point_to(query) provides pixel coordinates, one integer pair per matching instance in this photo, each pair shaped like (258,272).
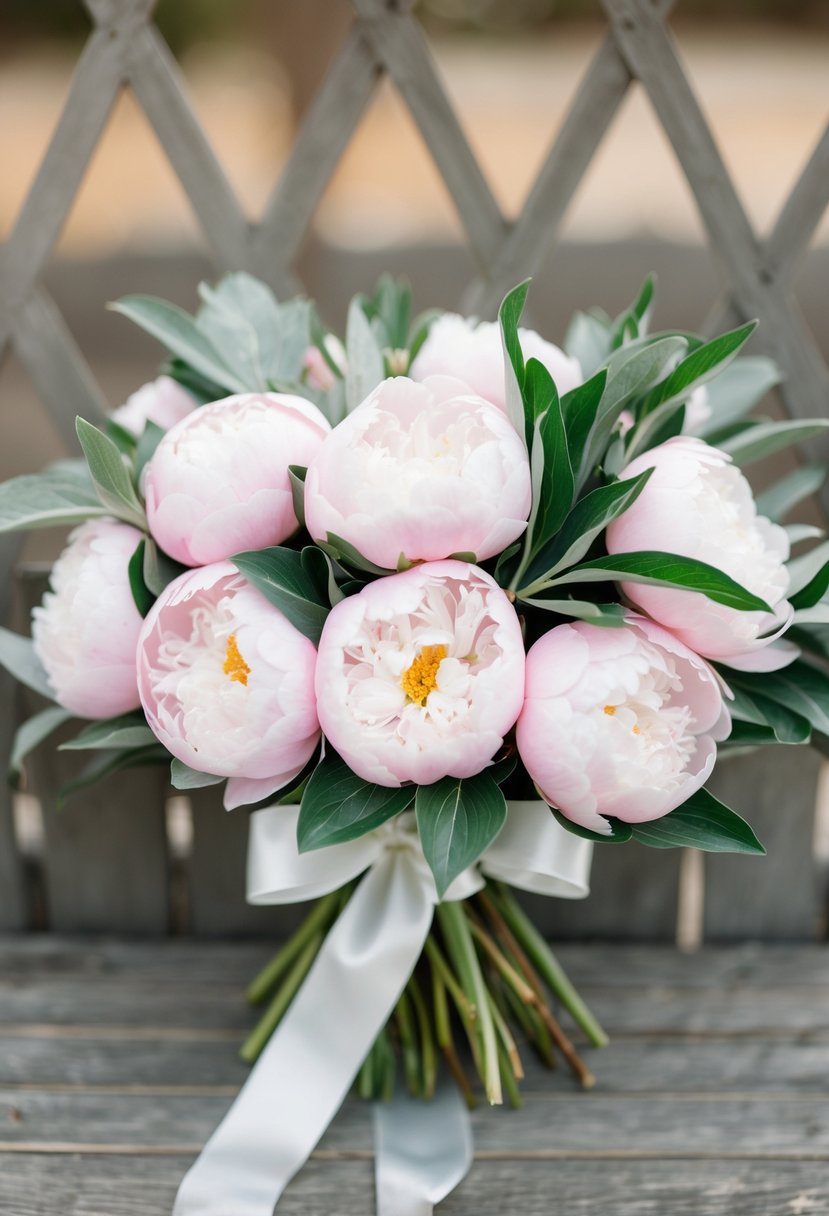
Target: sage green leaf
(784,495)
(585,523)
(110,474)
(457,821)
(122,732)
(184,777)
(18,658)
(32,733)
(49,499)
(365,366)
(179,332)
(280,575)
(665,569)
(701,822)
(767,438)
(337,805)
(738,388)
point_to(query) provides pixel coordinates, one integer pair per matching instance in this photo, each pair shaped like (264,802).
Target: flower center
(235,665)
(422,677)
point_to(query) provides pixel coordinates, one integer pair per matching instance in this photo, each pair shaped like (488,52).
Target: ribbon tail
(422,1153)
(309,1065)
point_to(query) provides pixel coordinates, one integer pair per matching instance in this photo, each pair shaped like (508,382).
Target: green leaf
(509,314)
(184,777)
(699,366)
(158,569)
(32,733)
(280,575)
(550,463)
(110,474)
(181,336)
(767,438)
(585,523)
(808,576)
(49,499)
(620,833)
(457,821)
(18,658)
(801,687)
(146,446)
(125,731)
(141,594)
(110,763)
(701,822)
(784,495)
(338,805)
(297,474)
(737,389)
(365,366)
(665,569)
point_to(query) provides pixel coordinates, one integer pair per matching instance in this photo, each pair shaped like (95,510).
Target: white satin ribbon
(364,964)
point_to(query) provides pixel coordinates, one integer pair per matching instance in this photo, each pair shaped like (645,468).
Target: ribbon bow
(362,967)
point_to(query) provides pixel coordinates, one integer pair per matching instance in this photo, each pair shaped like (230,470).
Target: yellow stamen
(422,677)
(235,665)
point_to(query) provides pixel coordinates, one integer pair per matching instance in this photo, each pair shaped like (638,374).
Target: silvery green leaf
(365,366)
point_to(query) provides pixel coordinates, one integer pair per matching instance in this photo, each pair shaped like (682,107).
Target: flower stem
(461,946)
(548,966)
(317,921)
(275,1011)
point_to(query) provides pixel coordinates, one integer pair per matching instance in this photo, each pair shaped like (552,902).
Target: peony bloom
(421,675)
(86,628)
(618,721)
(315,367)
(699,505)
(218,483)
(423,471)
(227,684)
(461,347)
(163,401)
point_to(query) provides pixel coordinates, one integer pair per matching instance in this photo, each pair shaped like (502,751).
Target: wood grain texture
(103,1121)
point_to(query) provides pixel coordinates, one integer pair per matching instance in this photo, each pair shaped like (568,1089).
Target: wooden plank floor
(117,1060)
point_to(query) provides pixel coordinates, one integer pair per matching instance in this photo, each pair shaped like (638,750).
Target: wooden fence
(128,856)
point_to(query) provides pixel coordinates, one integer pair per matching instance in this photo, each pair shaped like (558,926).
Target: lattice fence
(125,50)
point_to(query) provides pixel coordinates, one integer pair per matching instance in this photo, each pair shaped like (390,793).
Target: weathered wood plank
(35,1184)
(663,1124)
(627,1065)
(778,895)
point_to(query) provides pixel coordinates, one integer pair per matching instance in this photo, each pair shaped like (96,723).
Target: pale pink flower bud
(163,401)
(227,684)
(88,625)
(218,483)
(421,675)
(423,471)
(699,505)
(461,347)
(618,721)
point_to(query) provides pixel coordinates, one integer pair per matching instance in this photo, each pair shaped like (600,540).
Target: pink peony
(423,471)
(218,483)
(461,347)
(227,684)
(85,631)
(699,505)
(421,675)
(618,721)
(163,401)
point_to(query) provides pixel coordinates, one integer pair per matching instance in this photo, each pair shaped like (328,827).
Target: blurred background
(511,67)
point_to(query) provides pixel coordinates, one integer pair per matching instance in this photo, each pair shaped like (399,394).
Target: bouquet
(444,606)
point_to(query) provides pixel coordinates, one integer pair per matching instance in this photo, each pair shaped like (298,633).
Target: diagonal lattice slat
(125,50)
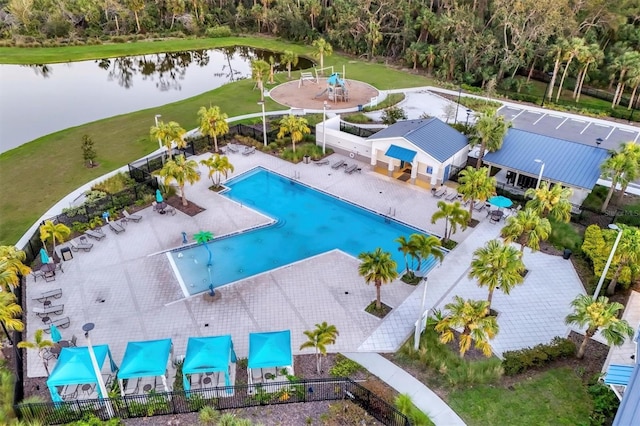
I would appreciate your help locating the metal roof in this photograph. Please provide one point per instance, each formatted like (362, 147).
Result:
(430, 135)
(567, 162)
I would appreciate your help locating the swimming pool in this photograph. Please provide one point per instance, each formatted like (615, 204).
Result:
(307, 223)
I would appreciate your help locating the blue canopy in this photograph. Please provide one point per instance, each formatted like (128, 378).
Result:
(272, 349)
(74, 367)
(208, 354)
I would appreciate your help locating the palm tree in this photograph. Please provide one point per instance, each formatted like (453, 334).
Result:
(294, 126)
(259, 69)
(379, 268)
(55, 232)
(497, 266)
(323, 335)
(168, 133)
(551, 202)
(597, 315)
(476, 185)
(217, 166)
(425, 246)
(477, 326)
(627, 254)
(490, 130)
(526, 228)
(213, 123)
(40, 345)
(290, 58)
(182, 171)
(453, 215)
(323, 48)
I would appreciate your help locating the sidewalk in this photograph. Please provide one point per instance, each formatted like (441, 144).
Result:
(423, 398)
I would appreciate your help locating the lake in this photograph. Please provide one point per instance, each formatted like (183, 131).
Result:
(42, 99)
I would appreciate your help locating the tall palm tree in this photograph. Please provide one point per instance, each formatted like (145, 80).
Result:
(322, 48)
(597, 315)
(182, 171)
(476, 186)
(55, 232)
(289, 58)
(472, 316)
(497, 266)
(218, 166)
(425, 246)
(453, 215)
(379, 268)
(259, 70)
(490, 130)
(213, 123)
(526, 228)
(551, 202)
(323, 335)
(40, 344)
(294, 126)
(168, 133)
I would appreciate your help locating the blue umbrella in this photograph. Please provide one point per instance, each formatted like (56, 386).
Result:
(44, 256)
(55, 334)
(500, 201)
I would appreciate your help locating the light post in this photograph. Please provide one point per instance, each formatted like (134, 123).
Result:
(540, 174)
(606, 267)
(159, 141)
(103, 390)
(324, 134)
(264, 124)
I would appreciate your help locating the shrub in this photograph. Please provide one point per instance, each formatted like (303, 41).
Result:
(519, 361)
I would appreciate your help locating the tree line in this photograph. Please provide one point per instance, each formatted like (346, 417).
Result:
(476, 42)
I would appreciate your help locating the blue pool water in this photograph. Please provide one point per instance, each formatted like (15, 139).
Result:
(308, 222)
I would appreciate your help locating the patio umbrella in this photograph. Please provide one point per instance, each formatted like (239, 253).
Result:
(500, 201)
(44, 256)
(55, 334)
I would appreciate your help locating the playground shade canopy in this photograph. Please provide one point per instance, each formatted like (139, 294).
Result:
(208, 355)
(145, 359)
(74, 367)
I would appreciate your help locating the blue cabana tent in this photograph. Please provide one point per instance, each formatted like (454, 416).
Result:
(145, 359)
(74, 367)
(271, 349)
(208, 354)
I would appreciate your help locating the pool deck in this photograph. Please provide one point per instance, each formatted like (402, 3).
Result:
(129, 291)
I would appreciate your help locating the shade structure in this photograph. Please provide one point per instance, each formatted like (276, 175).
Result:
(55, 333)
(208, 355)
(145, 359)
(74, 367)
(44, 257)
(500, 201)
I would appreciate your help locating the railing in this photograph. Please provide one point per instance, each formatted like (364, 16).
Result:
(220, 398)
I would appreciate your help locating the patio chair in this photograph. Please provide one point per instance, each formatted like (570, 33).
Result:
(133, 217)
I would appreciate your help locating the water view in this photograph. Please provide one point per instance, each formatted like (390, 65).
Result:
(42, 99)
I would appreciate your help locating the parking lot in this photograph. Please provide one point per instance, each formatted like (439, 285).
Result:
(584, 129)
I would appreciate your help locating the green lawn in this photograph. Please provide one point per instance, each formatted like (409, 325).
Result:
(36, 175)
(556, 397)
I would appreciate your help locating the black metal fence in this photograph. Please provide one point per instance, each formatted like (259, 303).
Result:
(222, 398)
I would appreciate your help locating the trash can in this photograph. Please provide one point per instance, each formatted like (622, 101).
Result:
(66, 253)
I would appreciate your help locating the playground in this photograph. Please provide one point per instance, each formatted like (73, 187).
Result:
(310, 92)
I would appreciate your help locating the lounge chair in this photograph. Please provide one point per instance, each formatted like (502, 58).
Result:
(51, 294)
(134, 217)
(96, 234)
(337, 164)
(80, 246)
(116, 227)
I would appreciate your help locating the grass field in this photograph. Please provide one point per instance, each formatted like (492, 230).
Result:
(38, 174)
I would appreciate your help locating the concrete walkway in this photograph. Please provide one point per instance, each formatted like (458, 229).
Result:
(423, 398)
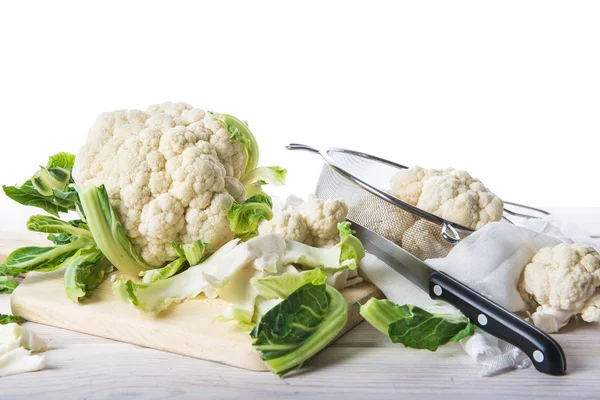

- _What to work on_:
Locate each row above that contains the word "metal" and copy those rows in full. Case counts.

- _Task response_:
I would appreciate your help locating the metal roof in this photograph. Please provide one point per instance, each formatted like (362, 147).
I would appreciate your help locating the black metal fence in this photograph. Please provide one point per instance, each formatted like (259, 303).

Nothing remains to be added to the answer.